What is expected —
Return the part of the poly blend shirt thread from "Hi folks, anyone" to "(Sep 18, 2008)", copied word for word.

Document extract —
--------------------

# Poly blend shirts



## Bigbaby (Mar 3, 2008)

Hi folks, anyone know of a supplier who sell poly blend tees higher than 50/50? I'm doing dye sub. I know places that do 100% but I'm Not a fan of the blue specs. Any help would be greatly appreciated. Thx!


----------



## Riderz Ready (Sep 18, 2008)

The blue specs are easily avoided if you lint roller the shirt prior to pressing.


----------



## D.Evo. (Mar 31, 2006)

+1: lint roll them before pressing and the blue specs will be gone.


----------



## cprvh (Jan 23, 2006)

Next Level Apparel has a very nice 65/35 blend. Give burnouts a try as well!


----------



## BGSSUB (Oct 17, 2008)

How do the tri-blend crews from Next Level work? Does the rayon pose a problem?


----------



## funkmaster (Jan 27, 2007)

Tultex has a 65/35 for men and women. Mostly heather colors though. It's okay, too light for my tastes. Here's a link:

Tultex 0241 / Men's Blend Tee with a Tear-Away Tag TSC Apparel


----------



## adam hans (May 25, 2010)

--------------------

Data —
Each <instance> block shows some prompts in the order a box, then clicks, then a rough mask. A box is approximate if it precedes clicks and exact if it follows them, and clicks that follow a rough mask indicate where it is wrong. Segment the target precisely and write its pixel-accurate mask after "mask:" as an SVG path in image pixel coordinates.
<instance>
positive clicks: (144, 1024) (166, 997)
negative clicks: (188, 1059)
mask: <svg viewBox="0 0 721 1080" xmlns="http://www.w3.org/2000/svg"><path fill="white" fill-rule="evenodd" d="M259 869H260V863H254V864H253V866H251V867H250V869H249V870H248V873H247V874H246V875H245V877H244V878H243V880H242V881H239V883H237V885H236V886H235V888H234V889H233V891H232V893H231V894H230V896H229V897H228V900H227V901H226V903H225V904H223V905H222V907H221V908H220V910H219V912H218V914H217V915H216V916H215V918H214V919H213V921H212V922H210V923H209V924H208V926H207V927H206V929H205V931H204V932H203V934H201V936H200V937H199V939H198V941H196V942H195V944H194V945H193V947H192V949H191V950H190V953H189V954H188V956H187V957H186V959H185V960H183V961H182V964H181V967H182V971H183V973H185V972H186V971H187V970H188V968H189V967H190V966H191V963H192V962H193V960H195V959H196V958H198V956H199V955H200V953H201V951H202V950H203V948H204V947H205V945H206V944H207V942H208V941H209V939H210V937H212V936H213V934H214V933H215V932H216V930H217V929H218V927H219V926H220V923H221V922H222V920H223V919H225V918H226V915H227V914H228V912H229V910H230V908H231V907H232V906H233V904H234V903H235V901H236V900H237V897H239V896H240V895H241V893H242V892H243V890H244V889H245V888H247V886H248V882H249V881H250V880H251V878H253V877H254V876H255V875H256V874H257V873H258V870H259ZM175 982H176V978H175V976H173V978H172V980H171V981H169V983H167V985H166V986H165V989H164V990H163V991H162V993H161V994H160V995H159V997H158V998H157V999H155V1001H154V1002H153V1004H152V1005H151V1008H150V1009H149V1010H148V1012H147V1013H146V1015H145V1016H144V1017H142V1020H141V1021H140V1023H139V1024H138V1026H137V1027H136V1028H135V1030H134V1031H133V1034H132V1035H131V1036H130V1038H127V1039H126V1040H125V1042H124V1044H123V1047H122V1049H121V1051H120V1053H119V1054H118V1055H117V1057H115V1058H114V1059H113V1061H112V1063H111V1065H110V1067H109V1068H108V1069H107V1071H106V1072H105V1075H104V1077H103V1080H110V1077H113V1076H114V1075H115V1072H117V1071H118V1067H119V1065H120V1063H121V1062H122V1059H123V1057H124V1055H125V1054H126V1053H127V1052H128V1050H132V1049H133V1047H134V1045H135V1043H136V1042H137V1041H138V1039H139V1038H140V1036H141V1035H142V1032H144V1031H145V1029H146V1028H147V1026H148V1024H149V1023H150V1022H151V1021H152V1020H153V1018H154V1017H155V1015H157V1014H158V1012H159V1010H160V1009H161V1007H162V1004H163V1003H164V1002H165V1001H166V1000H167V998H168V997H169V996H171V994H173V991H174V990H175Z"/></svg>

--------------------

Result for this exercise —
Hi folks, anyone know of a supplier who sell poly blend tees higher than 50/50? I'm doing dye sub. I know places that do 100% but I'm Not a fan of the blue specs. Any help would be greatly appreciated. Thx!


----------



## Riderz Ready (Sep 18, 2008)